To do: Repeat word for word the stretch of items from the line containing "Q: I'd like you to find the concrete" through the line containing "0;169;212;262".

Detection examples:
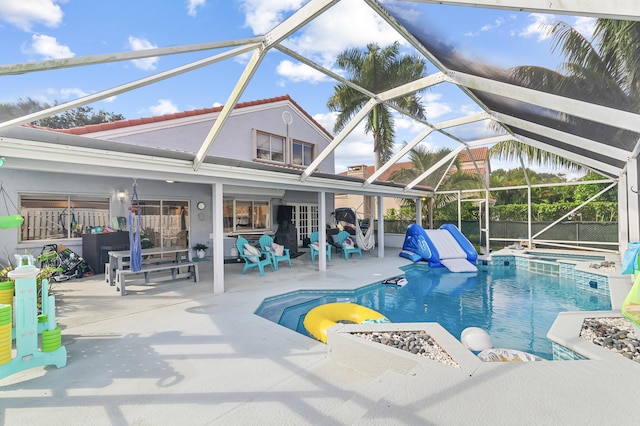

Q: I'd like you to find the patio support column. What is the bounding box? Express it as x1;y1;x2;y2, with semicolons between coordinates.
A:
318;191;327;271
632;157;640;245
618;172;633;253
378;195;384;258
211;183;224;293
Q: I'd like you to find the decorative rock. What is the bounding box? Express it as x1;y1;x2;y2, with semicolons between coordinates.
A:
352;330;460;368
580;317;640;362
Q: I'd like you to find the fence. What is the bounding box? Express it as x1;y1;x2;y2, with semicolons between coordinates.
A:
376;220;618;250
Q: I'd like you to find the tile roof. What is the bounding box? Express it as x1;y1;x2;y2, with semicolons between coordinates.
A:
458;146;489;163
42;95;333;139
340;147;489;182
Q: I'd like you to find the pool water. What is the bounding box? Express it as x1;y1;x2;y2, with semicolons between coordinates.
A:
256;266;611;360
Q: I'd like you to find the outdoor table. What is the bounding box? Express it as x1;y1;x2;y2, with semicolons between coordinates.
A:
109;247;193;286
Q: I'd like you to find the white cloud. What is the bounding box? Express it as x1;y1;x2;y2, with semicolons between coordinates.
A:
24;34;75;59
240;0;306;35
480;17;504;32
58;88;88;100
518;13;556;41
313;112;374;173
573;16;597;40
149;99;178;115
422;92;453;123
238;0;403;85
276;60;328;84
187;0;207;16
0;0;63;31
129;36;158;71
285;0;404;68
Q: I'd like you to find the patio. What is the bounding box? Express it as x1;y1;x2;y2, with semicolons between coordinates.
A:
0;248;640;425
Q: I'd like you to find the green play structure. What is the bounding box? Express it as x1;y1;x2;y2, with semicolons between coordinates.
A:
622;242;640;330
0;254;67;378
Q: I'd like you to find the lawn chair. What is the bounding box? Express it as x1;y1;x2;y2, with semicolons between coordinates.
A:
309;231;331;265
236;237;273;277
338;231;362;260
259;235;291;271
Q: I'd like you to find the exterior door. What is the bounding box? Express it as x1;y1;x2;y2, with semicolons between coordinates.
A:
291;204;318;247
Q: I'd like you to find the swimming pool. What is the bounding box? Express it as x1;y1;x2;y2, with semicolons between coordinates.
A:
256;265;611;360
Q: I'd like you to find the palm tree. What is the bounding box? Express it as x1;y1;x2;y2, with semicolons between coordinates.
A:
491;19;640;169
390;145;459;187
390;145;482;218
327;42;426;169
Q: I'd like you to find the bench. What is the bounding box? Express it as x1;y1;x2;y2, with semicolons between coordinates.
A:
116;262;200;296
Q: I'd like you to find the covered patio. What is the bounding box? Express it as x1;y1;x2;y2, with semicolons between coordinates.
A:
0;255;640;425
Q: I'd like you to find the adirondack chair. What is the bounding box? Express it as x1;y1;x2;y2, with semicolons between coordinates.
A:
309;231;331;265
259;235;291;271
236;237;274;277
338;231;362;260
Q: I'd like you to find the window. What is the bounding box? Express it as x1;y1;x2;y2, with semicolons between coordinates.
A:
222;200;271;232
256;132;285;163
253;129;315;166
133;200;189;248
291;140;313;166
19;194;111;241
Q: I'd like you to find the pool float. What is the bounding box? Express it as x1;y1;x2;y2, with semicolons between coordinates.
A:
303;302;391;343
460;327;544;362
478;348;544;362
382;277;407;287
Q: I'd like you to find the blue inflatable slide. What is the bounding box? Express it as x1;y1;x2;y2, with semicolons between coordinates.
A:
400;223;478;272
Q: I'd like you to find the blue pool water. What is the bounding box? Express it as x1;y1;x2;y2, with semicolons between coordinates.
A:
256;266;611;360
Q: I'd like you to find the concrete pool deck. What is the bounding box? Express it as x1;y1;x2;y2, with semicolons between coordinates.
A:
0;248;640;425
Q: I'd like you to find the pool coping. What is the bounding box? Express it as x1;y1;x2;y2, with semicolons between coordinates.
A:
327;310;640;377
327;322;483;377
547;310;640;369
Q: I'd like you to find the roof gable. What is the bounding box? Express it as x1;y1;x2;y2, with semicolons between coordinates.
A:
50;95;333;139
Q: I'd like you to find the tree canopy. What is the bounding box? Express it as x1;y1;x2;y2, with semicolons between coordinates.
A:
0;98;125;129
327;42;426;169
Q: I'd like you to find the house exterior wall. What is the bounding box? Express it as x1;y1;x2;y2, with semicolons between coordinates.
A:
91;102;335;174
0;97;334;262
0;169;212;262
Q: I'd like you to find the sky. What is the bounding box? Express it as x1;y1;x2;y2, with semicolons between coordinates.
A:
0;0;595;176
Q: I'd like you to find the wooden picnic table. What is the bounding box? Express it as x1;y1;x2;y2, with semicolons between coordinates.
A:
109;247;193;286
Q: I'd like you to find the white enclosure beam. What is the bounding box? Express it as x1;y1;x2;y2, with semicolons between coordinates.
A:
300;99;377;182
193;0;338;171
516;135;621;176
409;0;640;20
193;49;265;171
405;145;465;190
0;129;431;197
0;45;255;130
0;37;263;75
492;113;631;160
365;112;490;186
448;71;640;133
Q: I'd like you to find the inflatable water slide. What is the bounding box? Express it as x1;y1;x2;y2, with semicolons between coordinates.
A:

The reply:
Q: I'd like you to find the concrete pool deck. What is the bounding box? Express it as x1;y1;x2;y2, with semicolons between coordinates.
A:
0;248;640;425
Q: I'd like you to find the pool coping. What is the bounding box? Express it as x1;y1;x2;y2, with semicolons between coordinates.
A:
327;310;640;377
327;322;483;377
547;310;640;369
Q: I'd like you to find the roof gable. What is the bounding box? Express it as x1;y1;x2;y2, with semicolons between coordinates.
A:
50;95;333;139
Q: I'd like you to find the tree canopy. What is the bounding box? Express it as x1;y1;x2;y2, with semicolons between coordinates.
A:
0;98;125;129
327;42;426;169
Q: I'd like you to find the house exterior wall. What is the bounding box? Express it as x1;y1;x2;y2, with semicolons between coordinates.
A:
91;102;335;174
0;97;334;262
0;169;212;262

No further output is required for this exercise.